*Given passage*
◇ ◇ ◇ ◇

See, nothing to worry about, the ABX is just "evolving on a real time basis" like dinosaurs learning about asteroids.
dryfly, sorry about all the scene-setting and not enough sword-fights. All these pirates, you'd think we'd get to see some nekkid steel, but not yet. But I promise to do a follow-up report as soon as there are carcasses to deplore.
Is it just me, or does the name "Markit" remind anyone of the name "Ownit"? One of these funds is going to name itself "Swapit" and then Bear will have to change its name to "Screwit" . . .
LOL, and then we'll see a return of the resolution trust but it will be called ARMpit.
T-
I'm trying to put a couple of things together.
It seems a lot of the confusion here resides in the fact that Bear MIGHT be persuaded to engage in uneconomic transactions because the CDS market has grown far larger than the underlying pools of mortgages upon which it it based.
Then there is this comment by you=
"It is only in the last two or three years that there has ever, ever, been in this business sufficient serious loan failures occurring so early that they are enough to affect the triggers like that before the step-down."
The CDS market has grown like Topsy over the past few years - did the growth of the CDS market act as a fertilizer for the subprime market? Essentially speculators threw a bunch of shit down and forced up a bean plant to grow so fast that it couldn't stand straight?
Reminds me of the quote from Keynes
"Speculators may do no harm as bubbles on a steady stream of enterprise, but the position is serious when enterprise becomes the bubble on a whirlpool of speculation."
PS(sorry if this is completely wrong or if I'm just figuring out what you've been saying for a while)
Maybe Im interpreting these the wrong way then, Tanta. Im also coming across prepayment penalties being given to servicers as additional servicing compensation in some prospectuses as well.
WACHOVIA ASSET SEC CORP MORT PASS THR CERT SER 2002-1
p. s-53
"The Pool Distribution Amounts also will not include any profit received by the Servicer on the foreclosure of a Mortgage Loan. Such amounts, if any, will be retained by the Servicer as additional servicing compensation."
WASHINGTON MUTUAL MOR SEC CORP MOR PASS THRU CERT SER 2001-3
p.56
"However, if a gain results from the final liquidation of a defaulted Mortgage Loan which is not required by law to be remitted to the related Mortgagor, the Company or Servicing Entity, as applicable, as Master Servicer, or the Servicer, as applicable, will be entitled to retain such gain as additional servicing compensation unless the applicable Prospectus Supplement provides otherwise. See "Description of Credit Enhancements"."
COUNTRYWIDE HOME LOAN LP MAS SERV ASSET-BAC CER SER 2004-4
p.29
REPORTS TO SECURITY HOLDERS
"Prior to or concurrently with each distribution on a distribution date the master servicer or the trustee will furnish to each security holder of record of the related series a statement setting forth, to the extent applicable to such series of securities, among other things:
the related amount of the servicing compensation retained or withdrawn from the Security Account by the master servicer, and the amount of additional servicing compensation received by the master servicer attributable to penalties, fees, excess Liquidation Proceeds and other similar charges and items;
Albert --
I see your point, but if the hedge funds really believed the low-default assumptions that went into creating these bonds, why would they buy swaps that paid off when the bonds blew up? It sounds to me like they were banking on the bonds getting into deep shit, and when they found Bear willing to sell them a product that could pay them when that happened, they jumped at it. They expected those assumptions to not hold up -- so what was unforeseeable about this? They seriously didn't expect Bear to notice that they could save a pile of money on their swap obligations by just bailing out the bonds in the ABX basket? I don't get it.

◇ ◇ ◇ ◇

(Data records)
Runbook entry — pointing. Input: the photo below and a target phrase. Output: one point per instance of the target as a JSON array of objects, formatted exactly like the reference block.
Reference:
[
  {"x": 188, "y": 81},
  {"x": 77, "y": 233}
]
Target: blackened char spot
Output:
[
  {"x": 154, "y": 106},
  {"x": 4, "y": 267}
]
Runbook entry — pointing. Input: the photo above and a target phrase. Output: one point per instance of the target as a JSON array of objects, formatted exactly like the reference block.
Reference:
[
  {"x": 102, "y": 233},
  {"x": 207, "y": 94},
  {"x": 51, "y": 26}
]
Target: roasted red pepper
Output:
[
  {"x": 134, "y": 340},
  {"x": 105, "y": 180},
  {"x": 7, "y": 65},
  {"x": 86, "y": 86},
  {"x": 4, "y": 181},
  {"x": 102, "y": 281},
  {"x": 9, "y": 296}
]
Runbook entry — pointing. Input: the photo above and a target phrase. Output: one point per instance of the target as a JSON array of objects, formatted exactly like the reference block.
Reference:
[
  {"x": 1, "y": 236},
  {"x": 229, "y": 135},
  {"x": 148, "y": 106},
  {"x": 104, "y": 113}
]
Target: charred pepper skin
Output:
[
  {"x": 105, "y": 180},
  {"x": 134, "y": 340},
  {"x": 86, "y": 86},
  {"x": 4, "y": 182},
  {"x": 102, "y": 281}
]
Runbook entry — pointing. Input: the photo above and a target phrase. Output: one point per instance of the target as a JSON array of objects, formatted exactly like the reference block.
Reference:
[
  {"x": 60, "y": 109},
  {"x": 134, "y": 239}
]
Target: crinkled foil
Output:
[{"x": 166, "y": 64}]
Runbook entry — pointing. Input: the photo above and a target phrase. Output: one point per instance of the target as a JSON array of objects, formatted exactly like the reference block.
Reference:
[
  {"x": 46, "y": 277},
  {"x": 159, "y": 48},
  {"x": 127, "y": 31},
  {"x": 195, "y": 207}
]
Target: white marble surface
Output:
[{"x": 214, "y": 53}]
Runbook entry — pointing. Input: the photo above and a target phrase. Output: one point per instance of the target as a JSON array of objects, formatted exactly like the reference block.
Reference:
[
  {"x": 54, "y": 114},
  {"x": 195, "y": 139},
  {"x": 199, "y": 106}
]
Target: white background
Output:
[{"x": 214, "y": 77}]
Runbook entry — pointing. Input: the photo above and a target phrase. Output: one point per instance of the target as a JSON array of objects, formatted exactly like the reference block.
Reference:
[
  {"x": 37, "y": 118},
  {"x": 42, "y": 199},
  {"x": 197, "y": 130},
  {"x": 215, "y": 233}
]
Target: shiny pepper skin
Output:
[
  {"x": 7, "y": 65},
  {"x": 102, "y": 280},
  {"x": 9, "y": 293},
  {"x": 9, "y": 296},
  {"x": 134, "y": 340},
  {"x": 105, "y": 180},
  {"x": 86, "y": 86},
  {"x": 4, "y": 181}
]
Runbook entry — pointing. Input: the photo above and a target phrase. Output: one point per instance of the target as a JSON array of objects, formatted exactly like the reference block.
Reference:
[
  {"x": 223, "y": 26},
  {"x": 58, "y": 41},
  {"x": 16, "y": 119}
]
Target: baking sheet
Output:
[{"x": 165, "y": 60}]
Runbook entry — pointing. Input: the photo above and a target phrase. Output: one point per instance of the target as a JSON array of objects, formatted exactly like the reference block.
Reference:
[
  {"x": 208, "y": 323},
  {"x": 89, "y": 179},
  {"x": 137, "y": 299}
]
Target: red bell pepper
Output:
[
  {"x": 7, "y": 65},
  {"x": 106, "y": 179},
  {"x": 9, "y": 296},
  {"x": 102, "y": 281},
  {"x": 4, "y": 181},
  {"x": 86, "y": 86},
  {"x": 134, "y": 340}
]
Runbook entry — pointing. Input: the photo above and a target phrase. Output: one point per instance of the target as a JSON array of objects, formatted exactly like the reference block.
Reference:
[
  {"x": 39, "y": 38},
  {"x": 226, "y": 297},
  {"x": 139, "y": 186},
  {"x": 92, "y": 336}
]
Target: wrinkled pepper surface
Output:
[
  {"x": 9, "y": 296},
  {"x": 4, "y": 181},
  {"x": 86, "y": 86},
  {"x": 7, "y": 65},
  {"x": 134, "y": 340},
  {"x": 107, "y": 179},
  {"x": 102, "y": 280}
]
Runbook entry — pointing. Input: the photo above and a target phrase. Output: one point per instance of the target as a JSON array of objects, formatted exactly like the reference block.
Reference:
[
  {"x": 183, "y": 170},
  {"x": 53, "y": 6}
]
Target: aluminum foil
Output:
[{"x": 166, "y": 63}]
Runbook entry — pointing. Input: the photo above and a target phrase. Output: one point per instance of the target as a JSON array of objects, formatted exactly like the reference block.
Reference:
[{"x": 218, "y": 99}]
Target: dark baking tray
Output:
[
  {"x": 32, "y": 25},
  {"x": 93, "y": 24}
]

◇ ◇ ◇ ◇

*Required tasks*
[A] In the comment thread, what name does one commenter say a returning resolution trust would be called?
[B] Return the comment thread's text from "Then there is" up to and including "for a while)", unchanged.

*Responses in order*
[A] ARMpit

[B]
Then there is this comment by you=
"It is only in the last two or three years that there has ever, ever, been in this business sufficient serious loan failures occurring so early that they are enough to affect the triggers like that before the step-down."
The CDS market has grown like Topsy over the past few years - did the growth of the CDS market act as a fertilizer for the subprime market? Essentially speculators threw a bunch of shit down and forced up a bean plant to grow so fast that it couldn't stand straight?
Reminds me of the quote from Keynes
"Speculators may do no harm as bubbles on a steady stream of enterprise, but the position is serious when enterprise becomes the bubble on a whirlpool of speculation."
PS(sorry if this is completely wrong or if I'm just figuring out what you've been saying for a while)